It’s romantic—the notion of being in such close union with a partner that when your skin touches, it’s hard to tell what is yours and what is theirs.

I’ve had a similar experience with my daughter when we would cuddle in bed as she nursed. While stroking her chubby little wrist, visually and logically I knew we were separate individuals, but we were so connected. In the middle of the night, I would wake up seconds before her. We got the hiccups at the same time, and when she learned to crawl, I would wake up just before she was about to fall off the bed—soon after, we purchased a bed railing.

Once she reached her toddler years, this entanglement expressed itself in not so endearing ways. I took personally her extreme and unbridled expression of emotion and felt worn down, exhausted, and like a failure if she was having a challenging day or even a challenging moment.

Her roller coaster of emotions passed through her like clouds and didn’t seem to phase her, while they left me traumatized, waiting anxiously for the next outburst or crying spell.
○ ○ ○ ○ ○ ○ ○
## [Things to do]
1. Reproduce from the passage on closeness with a daughter the part that opens with the words containing "Once she reached" and closes with "a challenging moment.".
2. In the passage on closeness with a daughter, the sentence beginning "I took personally" describes how the narrator felt. List every feeling it names.

## [Material provided]
○ ○ ○ ○ ○ ○ ○
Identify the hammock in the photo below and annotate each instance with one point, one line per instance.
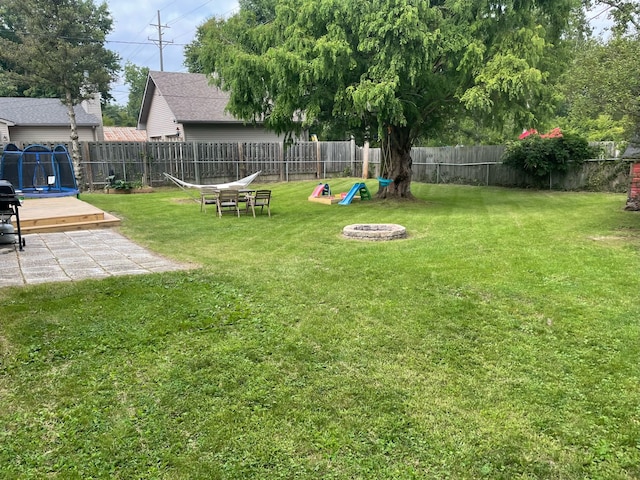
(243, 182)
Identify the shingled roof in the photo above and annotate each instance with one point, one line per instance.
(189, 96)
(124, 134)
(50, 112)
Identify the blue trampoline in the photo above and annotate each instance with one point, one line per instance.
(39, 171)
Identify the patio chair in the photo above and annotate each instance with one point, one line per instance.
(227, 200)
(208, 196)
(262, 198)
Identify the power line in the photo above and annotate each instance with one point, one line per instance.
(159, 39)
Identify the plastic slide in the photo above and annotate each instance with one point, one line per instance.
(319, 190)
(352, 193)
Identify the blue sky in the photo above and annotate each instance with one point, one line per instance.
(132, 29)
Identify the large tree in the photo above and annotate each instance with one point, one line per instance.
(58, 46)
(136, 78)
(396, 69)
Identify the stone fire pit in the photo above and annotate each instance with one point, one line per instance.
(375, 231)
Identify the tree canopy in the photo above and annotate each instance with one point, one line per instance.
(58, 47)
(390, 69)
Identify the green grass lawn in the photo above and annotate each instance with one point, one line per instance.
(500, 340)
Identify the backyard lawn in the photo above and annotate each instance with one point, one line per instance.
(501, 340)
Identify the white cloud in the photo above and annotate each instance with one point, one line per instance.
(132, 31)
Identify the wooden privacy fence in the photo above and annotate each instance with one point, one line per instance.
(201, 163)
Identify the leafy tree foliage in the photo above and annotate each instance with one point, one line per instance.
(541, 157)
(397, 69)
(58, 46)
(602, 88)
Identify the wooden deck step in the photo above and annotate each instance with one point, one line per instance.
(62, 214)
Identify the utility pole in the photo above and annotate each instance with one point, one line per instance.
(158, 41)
○ ○ ○ ○ ○ ○ ○
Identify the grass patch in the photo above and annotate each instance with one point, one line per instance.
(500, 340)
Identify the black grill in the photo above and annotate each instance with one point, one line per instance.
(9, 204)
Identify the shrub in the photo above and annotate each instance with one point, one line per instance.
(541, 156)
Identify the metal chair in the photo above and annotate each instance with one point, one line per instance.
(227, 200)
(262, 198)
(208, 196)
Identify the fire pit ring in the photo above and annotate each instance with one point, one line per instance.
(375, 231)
○ ○ ○ ○ ○ ○ ○
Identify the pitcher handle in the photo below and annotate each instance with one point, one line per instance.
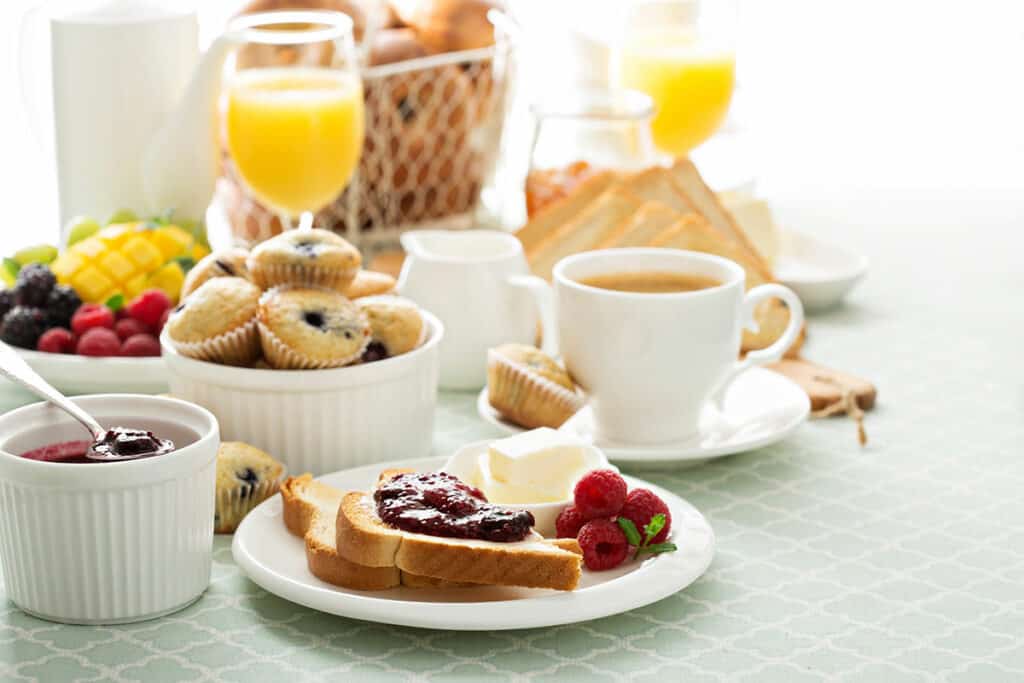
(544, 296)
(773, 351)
○ ○ ○ ○ ○ ○ ○
## [Outputs for the tasks]
1.
Once she reached her toddler years, this entanglement expressed itself in not so endearing ways. I took personally her extreme and unbridled expression of emotion and felt worn down, exhausted, and like a failure if she was having a challenging day or even a challenging moment.

2.
- worn down
- exhausted
- like a failure